Brano del documento
* * *
“Prima della cattura di Patrizio Peci e delle sue confessioni, le nostre conoscenze sulle Brigate Rosse erano all’anno zero”
Con queste parole il generale Carlo Alberto dalla Chiesa commentò , intervistato da Sergio Zavoli per il suo splendido programma televisivo La notte della repubblica, l’episodio chiave che portò alla riscossa dello stato nei confronti dell’organizzazione terroristica, che solo 17 mesi prima del citato arresto di Peci era sembrata un’organizzazione invincibile, in seguito ai tragici fatti di Via Fani, dove morirono 5 uomini della scorta del presidente della DC Aldo Moro e con il sequestro dello stesso statista.
I corpi riversi nel corridoio
L’episodio dell’arresto di Peci, avvenuto, il 18 febbraio del 1980 mentre era a Torino in compagnia di un altro capo brigatista, Carlo Micaletto, permise al Generale Dalla Chiesa di squarciare le tenebre in cui erano avvolte le vite dei brigatisti, il loro modo di vivere, il loro organigramma, la struttura stessa dell’organizzazione clandestina, fino ad allora impermeabile alle infiltrazioni, fatti salvi sporadici casi come l’operazione Girasole e altro.
Peci racconta tutto in due giorni interi di colloquio con il Generale, che diligentemente prende nota per verificare l’attendibilità del primo vero pentito di casa BR; un fiume in piena, che costringe Dalla Chiesa a far correre i suoi uomini alla ricerca di riscontri oggettivi dei racconti di Peci.
Durante i colloqui, Patrizio Peci fa il nome di uno dei covi più importanti che posseggono le Brigate Rosse.
E’ un appartamento intestato ai genitori di Annamaria Ludmann, una militante non clandestina, quindi in grado di fornire un supporto sicuro alle Brigate Rosse.
La Annamaria Ludmann è figlia di una famiglia benestante, ha studiato in Svizzera e si è avvicinata come molti, troppi altri alla lotta armata spinta dall’ideologia, dalla voglia di cambiare il “sistema”.
L’ingresso con la pozza di sangue lasciata dal maresciallo Rinaldo Benà
I suoi possiedono un appartamento, molto grande, in via Fracchia n.12,all’interno 1, nel quartiere Oregina a Genova, in un condominio posto a non più di cento metri dal punto nel quale il 24 gennaio 1979 un commando composto da Riccardo Dura, Vincenzo Guagliardo e Lorenzo Carpi aveva ucciso con 6 colpi di pistola il sindacalista Guido Rossa, colpevole di aver testimoniato contro un brigatista poi suicida in carcere, Francesco Berardi, sopreso da Rossa mentre deponeva volantini BR dietro un distributore di bevande dell’Italsider.
La notizia è ghiotta, per Dalla Chiesa; così l’appartamento viene messo sotto sorveglianza, ma è necessario agire subito, per evitare fughe.
L’appartamento è al piano terra del condominio, ha tre stanze grandi, un bagno, una cucina e un ripostiglio;
I corpi dei brigatisti: nell’ultima foto, la Ludmann con una bomba a mano
Così, la notte del 28 marzo 1980 alle 4,00 del mattino, nel buio e con la pioggia, scatta l’operazione pianificata da Dalla Chiesa; secondo quanto riportato dai carabinieri nel loro rapporto le cose cose ebbero questo svolgimento.
* * *
Compito assegnato 1
In che giorno fu arrestato Patrizio Peci, secondo il brano?

Record grezzi
* * *
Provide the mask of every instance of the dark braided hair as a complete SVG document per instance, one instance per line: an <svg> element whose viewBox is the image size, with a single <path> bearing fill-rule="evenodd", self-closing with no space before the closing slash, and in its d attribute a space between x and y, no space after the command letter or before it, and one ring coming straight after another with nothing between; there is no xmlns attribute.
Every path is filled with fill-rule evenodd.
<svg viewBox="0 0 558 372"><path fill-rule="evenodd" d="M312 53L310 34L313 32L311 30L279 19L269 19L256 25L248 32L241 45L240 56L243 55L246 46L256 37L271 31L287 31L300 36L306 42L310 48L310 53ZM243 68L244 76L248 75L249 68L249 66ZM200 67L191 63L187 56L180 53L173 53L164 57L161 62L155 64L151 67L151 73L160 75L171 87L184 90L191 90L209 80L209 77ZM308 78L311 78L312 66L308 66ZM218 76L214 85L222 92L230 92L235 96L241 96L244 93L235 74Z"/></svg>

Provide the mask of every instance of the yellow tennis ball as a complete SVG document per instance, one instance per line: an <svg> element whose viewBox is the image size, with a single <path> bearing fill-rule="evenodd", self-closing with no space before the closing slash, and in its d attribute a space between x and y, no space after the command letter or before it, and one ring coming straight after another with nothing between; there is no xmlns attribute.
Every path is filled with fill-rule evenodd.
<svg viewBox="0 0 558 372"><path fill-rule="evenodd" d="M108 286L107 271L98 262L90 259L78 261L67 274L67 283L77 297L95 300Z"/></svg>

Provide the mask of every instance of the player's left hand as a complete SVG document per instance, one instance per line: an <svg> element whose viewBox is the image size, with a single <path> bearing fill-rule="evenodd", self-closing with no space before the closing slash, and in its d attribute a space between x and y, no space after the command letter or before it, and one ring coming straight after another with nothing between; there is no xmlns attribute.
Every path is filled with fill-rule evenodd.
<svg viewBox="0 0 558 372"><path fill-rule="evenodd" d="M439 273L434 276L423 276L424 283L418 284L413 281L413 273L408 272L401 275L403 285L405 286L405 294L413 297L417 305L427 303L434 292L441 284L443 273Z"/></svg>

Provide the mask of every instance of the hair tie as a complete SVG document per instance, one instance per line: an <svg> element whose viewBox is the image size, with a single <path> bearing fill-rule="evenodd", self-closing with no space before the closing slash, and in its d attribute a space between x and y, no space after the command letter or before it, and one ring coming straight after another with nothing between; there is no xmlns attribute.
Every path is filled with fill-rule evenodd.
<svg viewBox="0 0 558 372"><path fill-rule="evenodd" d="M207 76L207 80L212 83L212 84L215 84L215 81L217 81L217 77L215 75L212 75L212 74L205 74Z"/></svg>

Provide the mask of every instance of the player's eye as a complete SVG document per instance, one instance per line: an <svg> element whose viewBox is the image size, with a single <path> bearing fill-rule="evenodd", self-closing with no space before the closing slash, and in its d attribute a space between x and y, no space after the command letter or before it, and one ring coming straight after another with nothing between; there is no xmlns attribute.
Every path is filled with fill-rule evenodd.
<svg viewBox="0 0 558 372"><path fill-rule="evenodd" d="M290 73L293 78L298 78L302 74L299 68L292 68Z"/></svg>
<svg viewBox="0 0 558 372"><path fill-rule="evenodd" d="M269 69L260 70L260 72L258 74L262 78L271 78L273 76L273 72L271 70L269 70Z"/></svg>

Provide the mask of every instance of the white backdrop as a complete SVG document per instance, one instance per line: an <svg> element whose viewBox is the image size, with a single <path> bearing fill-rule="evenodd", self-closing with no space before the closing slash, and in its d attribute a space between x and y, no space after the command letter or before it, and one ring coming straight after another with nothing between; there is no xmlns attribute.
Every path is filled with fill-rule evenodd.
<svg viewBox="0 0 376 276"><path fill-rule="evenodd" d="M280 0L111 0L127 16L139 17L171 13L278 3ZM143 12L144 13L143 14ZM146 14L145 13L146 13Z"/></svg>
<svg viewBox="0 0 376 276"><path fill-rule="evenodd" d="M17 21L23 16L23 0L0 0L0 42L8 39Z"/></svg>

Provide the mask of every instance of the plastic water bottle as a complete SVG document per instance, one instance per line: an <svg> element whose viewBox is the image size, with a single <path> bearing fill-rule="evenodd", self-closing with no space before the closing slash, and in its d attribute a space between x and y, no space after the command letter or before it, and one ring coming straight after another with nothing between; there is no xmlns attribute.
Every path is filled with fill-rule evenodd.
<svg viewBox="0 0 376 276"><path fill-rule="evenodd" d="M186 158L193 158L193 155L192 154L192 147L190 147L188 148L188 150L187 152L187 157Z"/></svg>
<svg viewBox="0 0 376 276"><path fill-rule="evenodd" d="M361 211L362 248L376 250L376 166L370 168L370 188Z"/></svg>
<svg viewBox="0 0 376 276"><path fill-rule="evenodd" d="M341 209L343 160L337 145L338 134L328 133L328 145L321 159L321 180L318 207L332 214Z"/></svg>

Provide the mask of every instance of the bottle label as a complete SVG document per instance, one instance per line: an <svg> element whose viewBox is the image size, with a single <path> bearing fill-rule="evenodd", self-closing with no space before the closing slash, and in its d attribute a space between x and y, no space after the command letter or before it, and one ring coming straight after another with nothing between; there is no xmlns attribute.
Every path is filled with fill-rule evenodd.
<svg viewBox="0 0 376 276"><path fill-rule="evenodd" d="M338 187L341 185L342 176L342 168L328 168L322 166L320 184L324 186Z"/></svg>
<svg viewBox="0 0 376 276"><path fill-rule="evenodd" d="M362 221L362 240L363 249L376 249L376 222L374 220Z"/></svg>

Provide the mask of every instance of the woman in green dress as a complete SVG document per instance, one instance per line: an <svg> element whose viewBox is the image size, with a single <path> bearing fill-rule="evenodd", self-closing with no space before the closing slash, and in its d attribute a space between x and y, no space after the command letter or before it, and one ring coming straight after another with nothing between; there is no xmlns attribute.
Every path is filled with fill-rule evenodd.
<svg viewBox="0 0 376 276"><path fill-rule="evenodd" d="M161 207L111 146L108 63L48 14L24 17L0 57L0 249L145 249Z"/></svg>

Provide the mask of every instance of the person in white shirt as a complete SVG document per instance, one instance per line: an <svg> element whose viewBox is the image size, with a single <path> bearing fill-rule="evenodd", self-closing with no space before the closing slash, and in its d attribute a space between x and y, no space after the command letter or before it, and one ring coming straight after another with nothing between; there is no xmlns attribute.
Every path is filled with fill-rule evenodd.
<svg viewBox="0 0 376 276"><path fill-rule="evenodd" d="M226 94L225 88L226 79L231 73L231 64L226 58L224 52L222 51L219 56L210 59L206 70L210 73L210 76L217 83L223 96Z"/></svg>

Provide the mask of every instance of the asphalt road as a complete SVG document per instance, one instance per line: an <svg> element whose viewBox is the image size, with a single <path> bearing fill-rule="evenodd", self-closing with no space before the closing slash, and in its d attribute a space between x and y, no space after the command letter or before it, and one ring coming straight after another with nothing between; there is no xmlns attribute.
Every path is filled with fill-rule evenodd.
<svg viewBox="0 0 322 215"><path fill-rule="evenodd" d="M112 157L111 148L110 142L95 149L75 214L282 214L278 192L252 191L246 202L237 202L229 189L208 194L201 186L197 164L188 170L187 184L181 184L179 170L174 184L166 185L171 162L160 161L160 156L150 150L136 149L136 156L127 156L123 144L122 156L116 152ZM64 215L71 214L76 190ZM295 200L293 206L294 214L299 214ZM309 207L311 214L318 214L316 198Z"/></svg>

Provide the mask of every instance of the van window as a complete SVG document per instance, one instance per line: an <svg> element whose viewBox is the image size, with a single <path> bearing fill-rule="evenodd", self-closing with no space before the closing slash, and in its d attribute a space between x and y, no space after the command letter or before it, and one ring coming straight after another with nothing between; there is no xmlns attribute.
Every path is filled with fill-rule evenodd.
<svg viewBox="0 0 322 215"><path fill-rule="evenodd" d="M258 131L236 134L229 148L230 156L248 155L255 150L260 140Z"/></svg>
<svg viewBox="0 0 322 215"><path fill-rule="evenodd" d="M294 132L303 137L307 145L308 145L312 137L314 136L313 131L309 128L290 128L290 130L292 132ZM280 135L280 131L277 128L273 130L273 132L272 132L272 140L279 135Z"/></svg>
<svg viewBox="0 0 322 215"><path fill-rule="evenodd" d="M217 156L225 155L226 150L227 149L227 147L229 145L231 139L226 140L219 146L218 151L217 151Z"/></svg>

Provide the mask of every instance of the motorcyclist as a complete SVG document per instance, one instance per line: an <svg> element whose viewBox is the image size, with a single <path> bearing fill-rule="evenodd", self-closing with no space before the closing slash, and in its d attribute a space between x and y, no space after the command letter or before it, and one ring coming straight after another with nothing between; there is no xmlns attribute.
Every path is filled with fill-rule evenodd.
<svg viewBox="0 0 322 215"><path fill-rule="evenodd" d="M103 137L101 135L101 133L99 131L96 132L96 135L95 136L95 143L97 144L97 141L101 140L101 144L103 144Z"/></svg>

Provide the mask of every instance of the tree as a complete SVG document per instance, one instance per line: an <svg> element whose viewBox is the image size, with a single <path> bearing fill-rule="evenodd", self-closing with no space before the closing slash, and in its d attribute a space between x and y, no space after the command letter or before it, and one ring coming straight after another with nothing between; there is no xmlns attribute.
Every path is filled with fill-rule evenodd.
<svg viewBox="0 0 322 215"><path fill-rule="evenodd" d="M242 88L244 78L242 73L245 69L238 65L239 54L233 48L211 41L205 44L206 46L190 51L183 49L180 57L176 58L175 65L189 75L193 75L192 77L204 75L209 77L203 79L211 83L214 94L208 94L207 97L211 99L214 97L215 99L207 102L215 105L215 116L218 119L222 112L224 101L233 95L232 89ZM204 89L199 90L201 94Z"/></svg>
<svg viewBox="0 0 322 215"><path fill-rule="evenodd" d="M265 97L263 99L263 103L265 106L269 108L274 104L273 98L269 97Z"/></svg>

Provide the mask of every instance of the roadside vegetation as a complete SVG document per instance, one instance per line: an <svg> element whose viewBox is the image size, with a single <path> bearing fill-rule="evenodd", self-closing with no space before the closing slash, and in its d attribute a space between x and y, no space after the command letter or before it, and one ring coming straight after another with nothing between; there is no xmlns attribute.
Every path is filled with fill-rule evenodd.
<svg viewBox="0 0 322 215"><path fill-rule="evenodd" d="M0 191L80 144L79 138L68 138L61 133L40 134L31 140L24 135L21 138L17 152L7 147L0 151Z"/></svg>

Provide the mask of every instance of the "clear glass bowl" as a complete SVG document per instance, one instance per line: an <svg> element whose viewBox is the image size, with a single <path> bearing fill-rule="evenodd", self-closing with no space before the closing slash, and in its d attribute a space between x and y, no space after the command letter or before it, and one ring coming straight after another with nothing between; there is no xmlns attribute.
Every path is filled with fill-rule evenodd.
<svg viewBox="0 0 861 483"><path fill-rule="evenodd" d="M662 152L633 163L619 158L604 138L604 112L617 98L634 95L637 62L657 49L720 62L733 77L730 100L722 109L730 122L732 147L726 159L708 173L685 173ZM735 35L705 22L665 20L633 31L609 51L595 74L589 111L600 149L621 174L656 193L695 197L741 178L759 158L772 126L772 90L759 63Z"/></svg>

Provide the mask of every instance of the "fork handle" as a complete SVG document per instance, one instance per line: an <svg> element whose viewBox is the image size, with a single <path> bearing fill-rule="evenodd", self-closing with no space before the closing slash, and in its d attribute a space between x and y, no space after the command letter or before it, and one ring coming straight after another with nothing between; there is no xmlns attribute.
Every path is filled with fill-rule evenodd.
* * *
Compito assegnato 2
Per favore, estrai dai record ogni riga che contiene la stringa "braided". Maiuscole e minuscole contano.

Risposta attesa 1
Il 18 febbraio 1980.

Risposta attesa 2
Provide the mask of every instance of the dark braided hair as a complete SVG document per instance, one instance per line: an <svg> element whose viewBox is the image size, with a single <path> bearing fill-rule="evenodd", self-closing with no space before the closing slash, and in its d attribute a space between x and y, no space after the command letter or before it, and one ring coming straight after another with nothing between; there is no xmlns attribute.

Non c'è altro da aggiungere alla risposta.